-- START OF Excerpted passage --

How to build resilience: the ‘eco-flat’ at 33 Gauden Road
What underlies resilience to the climate emergency’s many, varied and usually growing risks? Risks affecting people’s health and their homes and neighbourhoods, their livelihoods, their possessions? This blog explores how this resilience developed over many years in the life of a city apartment.
The house pictured, at 33 Gauden Road, London, is split into four apartments – and it turns out that even the basement flat scores highly in resilience measures.
It has 24-hour drinkable water piped into the bathroom and kitchen. It has a toilet connected to sewers that work. It has a regular electricity supply – and good quality internet connectivity. It enjoys good through-ventilation and a private garden at the back – both valuable for moderating temperatures during heatwaves.
The apartment’s structure meets health and safety standards, and building regulations, and any structural change would need planning approval. Official standards ensure that the structure of the house is resilient to storms and floods.
The local environment also has built-in resilience. The apartment is in a neighbourhood with all-weather paved roads to each building and functioning storm/surface drains – which are periodically cleared. There is a regular, solid waste collection from each dwelling, with provision for some recycling and sorting at source.
On the whole trees are protected – even on private land – and you may need permission (often refused) to fell a tree. The photo shows the large tree at the front of the building. Residents had been refused permission to replace it with a smaller one.
Each flat has insurance for the residents’ possessions, and the whole building is also insured. Each flat has a formal address and telephone line – both essential for accessing public services. These services offer safety nets, pensions and disability allowances. Residents receive official warning of storms and heatwaves.
The occupants of 33 Gauden Road also enjoy facilities in the neighbourhood that contribute to resilience. There is a public health care centre, open to all, within walking distance, and emergency services (fire, flood, injury and more) are available when needed. There is a good quality, free primary school within walking distance.
There is an 89-hectare park (Clapham Common) only ten minutes’ walk away. And a small park close by that is very popular with the young – where they can play football and learn to ride a bicycle.
The residents enjoy very good access to public transport by bus and London’s ‘overground’ and underground trains – with stations for each within 300 metres.
Finally, there are political systems to complain to if needed – at local and national government level.

-- END OF Excerpted passage --

**Requirement A**
Answer these about the eco-flat article:
(i) How many apartments is the house at 33 Gauden Road split into?
(ii) How large is Clapham Common?
(iii) What had residents been refused permission to do?
**Requirement B**
Copy everything in the eco-flat article from "The apartment’s structure" down to "sorting at source.".
**Requirement C**
Write what would come next in the eco-flat article, picking up after its final sentence.
The entries that follow play no part here.

-- START OF Given entries --

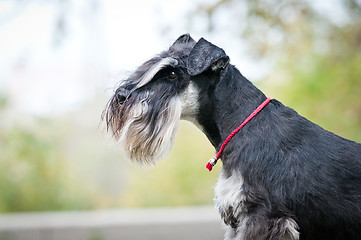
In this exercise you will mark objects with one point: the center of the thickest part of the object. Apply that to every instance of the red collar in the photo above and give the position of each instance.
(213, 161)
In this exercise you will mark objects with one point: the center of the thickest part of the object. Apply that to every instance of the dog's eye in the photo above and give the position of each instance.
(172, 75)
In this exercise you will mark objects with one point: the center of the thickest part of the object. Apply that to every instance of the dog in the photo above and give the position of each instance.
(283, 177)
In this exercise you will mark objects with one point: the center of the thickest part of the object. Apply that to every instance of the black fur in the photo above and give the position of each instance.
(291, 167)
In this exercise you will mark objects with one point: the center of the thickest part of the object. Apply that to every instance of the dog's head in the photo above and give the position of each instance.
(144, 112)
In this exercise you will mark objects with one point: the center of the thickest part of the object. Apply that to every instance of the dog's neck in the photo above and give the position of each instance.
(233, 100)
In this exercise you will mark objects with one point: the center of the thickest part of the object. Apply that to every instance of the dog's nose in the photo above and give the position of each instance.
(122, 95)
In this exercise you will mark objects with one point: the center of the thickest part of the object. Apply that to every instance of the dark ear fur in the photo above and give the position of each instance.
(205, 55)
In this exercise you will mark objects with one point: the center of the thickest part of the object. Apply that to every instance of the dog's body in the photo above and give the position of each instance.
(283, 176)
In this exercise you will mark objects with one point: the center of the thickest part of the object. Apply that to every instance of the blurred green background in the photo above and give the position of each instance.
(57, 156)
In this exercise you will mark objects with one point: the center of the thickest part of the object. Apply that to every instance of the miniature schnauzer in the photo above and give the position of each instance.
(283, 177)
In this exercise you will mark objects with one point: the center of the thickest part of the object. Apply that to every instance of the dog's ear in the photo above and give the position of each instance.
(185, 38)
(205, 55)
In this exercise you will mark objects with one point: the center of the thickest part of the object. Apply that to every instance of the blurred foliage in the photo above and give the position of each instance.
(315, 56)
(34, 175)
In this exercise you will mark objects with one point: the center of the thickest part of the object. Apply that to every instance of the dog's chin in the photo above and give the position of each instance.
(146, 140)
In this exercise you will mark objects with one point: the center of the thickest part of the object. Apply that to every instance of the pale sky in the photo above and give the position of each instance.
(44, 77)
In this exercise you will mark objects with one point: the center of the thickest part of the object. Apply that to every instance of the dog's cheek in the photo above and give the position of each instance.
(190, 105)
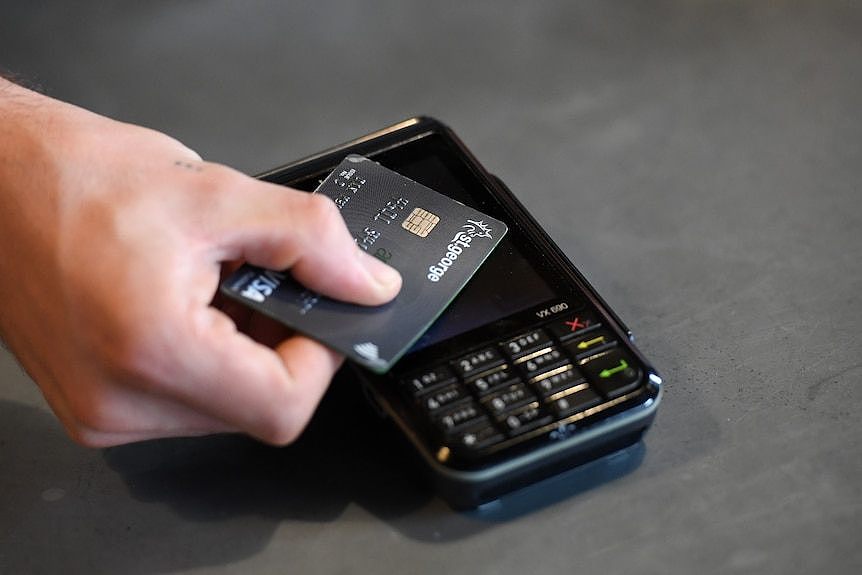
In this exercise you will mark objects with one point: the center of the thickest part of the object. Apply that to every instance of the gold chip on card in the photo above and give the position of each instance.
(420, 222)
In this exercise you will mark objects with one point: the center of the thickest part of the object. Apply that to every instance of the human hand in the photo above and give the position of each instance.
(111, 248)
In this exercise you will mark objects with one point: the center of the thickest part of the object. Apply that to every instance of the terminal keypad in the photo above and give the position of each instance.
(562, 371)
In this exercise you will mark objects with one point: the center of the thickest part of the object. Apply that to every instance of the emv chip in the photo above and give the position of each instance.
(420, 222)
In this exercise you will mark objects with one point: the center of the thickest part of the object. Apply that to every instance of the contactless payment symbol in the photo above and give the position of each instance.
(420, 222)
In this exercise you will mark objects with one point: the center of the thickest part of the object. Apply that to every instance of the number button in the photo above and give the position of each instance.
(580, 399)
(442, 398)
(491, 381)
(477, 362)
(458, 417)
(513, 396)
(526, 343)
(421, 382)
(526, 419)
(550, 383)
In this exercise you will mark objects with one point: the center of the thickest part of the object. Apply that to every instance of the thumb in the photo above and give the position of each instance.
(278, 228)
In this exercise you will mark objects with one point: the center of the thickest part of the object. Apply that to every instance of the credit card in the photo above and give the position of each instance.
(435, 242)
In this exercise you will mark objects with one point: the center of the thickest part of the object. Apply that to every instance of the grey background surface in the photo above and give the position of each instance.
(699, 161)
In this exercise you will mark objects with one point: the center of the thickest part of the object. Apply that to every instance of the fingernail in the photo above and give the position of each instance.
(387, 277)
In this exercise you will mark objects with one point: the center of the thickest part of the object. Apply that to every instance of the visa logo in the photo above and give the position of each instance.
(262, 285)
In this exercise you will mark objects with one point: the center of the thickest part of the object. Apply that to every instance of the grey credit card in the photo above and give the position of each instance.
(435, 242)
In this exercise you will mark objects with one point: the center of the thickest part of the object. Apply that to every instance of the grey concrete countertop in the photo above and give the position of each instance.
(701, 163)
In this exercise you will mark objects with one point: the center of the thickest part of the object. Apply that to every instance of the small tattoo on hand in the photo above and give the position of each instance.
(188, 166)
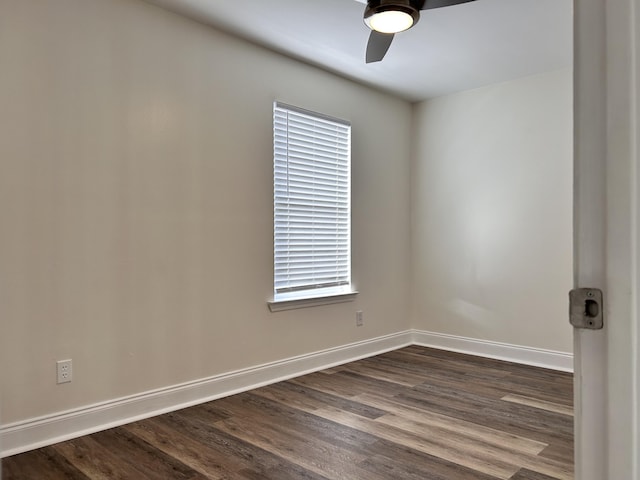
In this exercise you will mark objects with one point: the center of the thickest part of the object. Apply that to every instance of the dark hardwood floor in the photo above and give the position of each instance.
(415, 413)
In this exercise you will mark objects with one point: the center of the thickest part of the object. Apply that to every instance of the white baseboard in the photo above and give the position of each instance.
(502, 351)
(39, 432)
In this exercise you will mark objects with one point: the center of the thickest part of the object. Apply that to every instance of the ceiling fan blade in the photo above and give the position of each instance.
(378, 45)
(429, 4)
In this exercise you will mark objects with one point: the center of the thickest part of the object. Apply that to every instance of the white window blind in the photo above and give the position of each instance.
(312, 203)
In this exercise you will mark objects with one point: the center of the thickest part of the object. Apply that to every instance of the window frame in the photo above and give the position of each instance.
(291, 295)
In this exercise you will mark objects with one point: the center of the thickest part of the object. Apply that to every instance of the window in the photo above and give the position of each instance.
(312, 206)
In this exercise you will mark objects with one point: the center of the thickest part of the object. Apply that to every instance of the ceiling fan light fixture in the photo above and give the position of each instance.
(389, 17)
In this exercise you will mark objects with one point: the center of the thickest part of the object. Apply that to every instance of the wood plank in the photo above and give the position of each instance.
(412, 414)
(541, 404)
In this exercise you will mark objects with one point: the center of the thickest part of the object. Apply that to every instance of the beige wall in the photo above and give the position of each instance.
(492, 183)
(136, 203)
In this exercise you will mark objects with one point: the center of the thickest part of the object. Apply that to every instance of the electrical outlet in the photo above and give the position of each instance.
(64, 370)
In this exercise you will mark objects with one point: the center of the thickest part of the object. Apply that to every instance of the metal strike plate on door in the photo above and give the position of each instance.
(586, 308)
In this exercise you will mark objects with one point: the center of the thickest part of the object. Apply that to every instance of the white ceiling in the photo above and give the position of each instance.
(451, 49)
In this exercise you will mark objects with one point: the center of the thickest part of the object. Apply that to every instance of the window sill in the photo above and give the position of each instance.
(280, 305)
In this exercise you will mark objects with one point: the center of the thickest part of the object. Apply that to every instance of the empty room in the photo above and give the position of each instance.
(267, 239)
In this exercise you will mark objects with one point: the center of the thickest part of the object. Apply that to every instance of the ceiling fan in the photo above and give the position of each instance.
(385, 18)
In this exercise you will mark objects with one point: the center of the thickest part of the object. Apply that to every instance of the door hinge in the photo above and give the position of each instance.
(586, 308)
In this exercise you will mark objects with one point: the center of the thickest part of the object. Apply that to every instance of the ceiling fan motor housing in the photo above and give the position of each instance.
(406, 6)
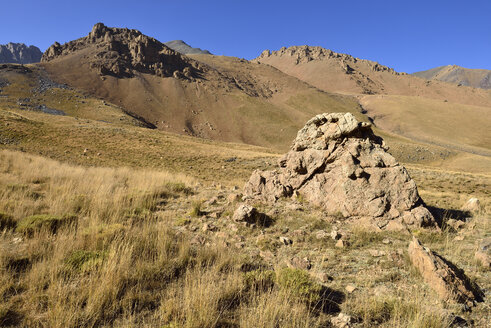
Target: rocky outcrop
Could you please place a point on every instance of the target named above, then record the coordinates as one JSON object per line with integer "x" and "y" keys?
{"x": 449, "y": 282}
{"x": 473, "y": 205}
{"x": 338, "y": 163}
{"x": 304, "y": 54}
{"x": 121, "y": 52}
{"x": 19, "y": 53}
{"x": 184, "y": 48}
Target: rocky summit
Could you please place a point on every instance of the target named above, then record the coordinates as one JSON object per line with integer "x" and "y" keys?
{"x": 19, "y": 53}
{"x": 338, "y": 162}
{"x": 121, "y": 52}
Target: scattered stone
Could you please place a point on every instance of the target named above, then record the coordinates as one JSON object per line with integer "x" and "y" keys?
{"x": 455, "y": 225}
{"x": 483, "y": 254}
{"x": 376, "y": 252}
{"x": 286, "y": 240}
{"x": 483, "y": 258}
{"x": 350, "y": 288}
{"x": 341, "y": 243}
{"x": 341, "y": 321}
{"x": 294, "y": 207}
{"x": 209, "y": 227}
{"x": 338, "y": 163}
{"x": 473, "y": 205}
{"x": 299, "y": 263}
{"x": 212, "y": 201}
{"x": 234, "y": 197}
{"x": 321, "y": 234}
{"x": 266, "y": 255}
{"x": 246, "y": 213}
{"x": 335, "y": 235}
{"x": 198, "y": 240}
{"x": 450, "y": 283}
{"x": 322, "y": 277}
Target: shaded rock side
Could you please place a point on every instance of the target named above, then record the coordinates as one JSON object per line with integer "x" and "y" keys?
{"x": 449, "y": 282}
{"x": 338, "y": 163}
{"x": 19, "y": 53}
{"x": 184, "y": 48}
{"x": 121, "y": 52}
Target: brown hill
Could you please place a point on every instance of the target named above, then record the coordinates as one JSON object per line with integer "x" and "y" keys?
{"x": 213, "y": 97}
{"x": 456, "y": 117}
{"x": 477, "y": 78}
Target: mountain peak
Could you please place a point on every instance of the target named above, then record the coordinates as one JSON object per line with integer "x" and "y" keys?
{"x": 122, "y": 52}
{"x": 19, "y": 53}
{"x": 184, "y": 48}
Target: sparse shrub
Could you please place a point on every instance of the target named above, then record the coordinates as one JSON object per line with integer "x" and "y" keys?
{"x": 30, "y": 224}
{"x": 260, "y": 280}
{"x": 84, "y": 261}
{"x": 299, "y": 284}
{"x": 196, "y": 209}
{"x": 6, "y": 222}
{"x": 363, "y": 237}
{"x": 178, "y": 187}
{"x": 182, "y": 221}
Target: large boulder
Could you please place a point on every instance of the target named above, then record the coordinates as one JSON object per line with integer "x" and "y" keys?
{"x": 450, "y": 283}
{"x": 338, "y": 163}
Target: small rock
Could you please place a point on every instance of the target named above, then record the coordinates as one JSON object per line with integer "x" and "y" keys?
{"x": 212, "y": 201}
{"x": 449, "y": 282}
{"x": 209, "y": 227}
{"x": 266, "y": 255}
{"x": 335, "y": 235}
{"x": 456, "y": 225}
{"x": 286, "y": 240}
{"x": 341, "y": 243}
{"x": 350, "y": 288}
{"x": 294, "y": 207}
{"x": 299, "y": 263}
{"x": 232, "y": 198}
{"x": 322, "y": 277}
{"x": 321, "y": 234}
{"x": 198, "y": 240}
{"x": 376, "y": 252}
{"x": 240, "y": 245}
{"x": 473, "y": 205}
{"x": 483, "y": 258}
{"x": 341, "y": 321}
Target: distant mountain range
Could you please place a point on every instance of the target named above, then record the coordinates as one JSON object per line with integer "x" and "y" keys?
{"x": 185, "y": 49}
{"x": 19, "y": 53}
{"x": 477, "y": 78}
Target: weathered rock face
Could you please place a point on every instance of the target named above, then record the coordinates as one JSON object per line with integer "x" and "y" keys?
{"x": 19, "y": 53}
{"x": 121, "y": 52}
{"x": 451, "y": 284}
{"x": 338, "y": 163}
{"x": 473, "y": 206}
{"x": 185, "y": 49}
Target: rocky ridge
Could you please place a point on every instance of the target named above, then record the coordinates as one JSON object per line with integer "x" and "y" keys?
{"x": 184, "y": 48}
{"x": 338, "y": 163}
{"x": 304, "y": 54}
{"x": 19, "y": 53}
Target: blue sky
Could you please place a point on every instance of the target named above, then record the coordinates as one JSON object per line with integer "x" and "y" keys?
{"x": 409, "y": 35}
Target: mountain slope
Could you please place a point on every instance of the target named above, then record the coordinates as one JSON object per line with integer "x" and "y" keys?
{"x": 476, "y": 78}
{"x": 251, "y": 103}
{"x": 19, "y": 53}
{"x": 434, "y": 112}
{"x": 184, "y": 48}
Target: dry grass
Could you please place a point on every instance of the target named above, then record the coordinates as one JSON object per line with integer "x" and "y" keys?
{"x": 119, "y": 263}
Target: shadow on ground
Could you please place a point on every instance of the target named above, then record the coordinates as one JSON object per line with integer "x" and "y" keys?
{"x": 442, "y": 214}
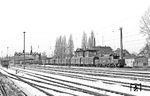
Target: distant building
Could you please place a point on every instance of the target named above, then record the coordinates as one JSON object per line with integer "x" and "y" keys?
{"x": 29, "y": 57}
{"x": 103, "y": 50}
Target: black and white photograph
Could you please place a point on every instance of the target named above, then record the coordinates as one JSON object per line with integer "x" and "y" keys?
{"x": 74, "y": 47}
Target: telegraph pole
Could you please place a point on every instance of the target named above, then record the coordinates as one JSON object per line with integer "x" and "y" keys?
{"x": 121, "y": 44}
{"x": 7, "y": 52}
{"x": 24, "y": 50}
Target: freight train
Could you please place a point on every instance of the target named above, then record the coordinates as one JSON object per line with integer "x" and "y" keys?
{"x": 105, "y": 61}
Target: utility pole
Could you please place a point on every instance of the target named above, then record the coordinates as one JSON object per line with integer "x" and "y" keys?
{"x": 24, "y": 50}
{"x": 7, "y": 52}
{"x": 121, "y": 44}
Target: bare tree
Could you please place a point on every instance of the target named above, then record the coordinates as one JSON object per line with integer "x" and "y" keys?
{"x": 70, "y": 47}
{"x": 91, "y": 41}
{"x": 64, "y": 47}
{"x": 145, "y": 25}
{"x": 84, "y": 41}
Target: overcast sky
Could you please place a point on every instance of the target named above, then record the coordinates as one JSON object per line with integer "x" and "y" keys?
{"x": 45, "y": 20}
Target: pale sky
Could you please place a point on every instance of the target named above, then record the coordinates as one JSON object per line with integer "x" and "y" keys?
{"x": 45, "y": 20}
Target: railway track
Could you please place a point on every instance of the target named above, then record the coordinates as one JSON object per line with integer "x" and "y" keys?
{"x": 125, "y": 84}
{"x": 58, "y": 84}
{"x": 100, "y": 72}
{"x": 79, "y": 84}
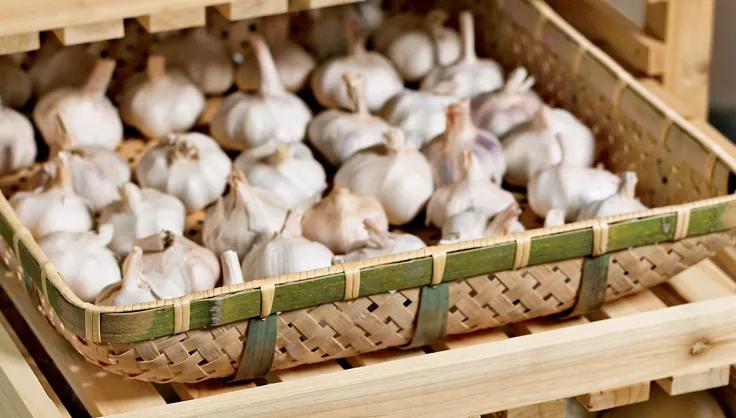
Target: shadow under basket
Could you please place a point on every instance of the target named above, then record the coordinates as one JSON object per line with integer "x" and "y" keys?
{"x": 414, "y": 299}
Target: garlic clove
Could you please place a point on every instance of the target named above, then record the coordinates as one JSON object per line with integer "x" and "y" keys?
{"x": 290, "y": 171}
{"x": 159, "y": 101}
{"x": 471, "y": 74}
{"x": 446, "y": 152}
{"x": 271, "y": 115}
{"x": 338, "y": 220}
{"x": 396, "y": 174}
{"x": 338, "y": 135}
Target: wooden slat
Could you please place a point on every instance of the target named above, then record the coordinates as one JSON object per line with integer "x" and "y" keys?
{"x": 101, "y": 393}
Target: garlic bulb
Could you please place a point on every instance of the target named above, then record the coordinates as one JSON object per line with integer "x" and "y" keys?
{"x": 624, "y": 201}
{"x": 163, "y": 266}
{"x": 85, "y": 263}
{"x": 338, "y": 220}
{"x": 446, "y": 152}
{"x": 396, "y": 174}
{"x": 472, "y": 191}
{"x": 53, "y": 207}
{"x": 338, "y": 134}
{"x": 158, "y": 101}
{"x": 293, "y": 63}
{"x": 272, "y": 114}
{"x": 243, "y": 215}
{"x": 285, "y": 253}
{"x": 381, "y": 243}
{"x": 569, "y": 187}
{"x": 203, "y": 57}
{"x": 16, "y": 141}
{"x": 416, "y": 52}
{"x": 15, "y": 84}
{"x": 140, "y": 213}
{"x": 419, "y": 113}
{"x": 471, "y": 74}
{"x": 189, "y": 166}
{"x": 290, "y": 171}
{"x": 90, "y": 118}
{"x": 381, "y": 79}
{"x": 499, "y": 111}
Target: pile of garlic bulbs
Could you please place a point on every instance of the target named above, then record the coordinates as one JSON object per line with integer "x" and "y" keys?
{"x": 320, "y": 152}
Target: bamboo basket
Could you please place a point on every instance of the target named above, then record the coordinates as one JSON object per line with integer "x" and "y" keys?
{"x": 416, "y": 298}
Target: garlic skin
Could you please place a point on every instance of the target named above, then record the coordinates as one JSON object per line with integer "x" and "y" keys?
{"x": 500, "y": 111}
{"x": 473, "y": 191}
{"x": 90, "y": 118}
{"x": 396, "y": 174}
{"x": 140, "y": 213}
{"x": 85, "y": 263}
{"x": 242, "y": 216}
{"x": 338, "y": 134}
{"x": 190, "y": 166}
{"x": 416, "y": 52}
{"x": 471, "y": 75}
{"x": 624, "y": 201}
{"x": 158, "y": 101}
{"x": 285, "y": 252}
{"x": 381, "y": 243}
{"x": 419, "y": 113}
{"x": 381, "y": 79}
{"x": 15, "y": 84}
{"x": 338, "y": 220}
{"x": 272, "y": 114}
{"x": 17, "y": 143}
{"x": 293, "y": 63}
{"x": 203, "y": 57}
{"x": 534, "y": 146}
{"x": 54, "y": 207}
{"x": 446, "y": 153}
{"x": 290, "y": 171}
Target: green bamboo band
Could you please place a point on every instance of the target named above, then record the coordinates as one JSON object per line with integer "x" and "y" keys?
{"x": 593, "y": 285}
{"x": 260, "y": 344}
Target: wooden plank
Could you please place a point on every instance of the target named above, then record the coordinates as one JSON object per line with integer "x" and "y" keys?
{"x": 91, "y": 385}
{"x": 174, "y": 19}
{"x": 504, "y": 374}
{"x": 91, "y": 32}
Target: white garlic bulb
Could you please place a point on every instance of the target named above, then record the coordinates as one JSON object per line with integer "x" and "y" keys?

-- END OF Given entries --

**Exercise answer A**
(i) Four.
(ii) 89 hectares.
(iii) Replace the large tree at the front of the building with a smaller one.

**Exercise answer B**
The apartment’s structure meets health and safety standards, and building regulations, and any structural change would need planning approval. Official standards ensure that the structure of the house is resilient to storms and floods.
The local environment also has built-in resilience. The apartment is in a neighbourhood with all-weather paved roads to each building and functioning storm/surface drains – which are periodically cleared. There is a regular, solid waste collection from each dwelling, with provision for some recycling and sorting at source.

**Exercise answer C**
You may have guessed by this point that the basement flat at 33 Gauden Road was my flat. In high-income nations, there is very high coverage for the measures mentioned above that are present in conventional housing, and that do much to reduce risks/build resilience to climate change.
But none were done with climate change adaptation or its mitigation in mind. And yet all the resilience attributes mentioned are present in my old flat, in a building that dates from the 1870s. It shows how much well-managed, conventional urban development can provide the foundation for more resilient cities.
And equally important, builds the institutional, financial and governance systems central to acting on climate change adaptation and mitigation.
Lessons from urban histories
So how did we get to all these measures that contribute to resilience? In part this is because most of the serious climate change risks aren’t new risks – they are changes in the frequency and intensity of existing risks.
The table below by William Solecki and colleagues shows the environmental crises that have hit New York since 1790 and the responses (or lack of them).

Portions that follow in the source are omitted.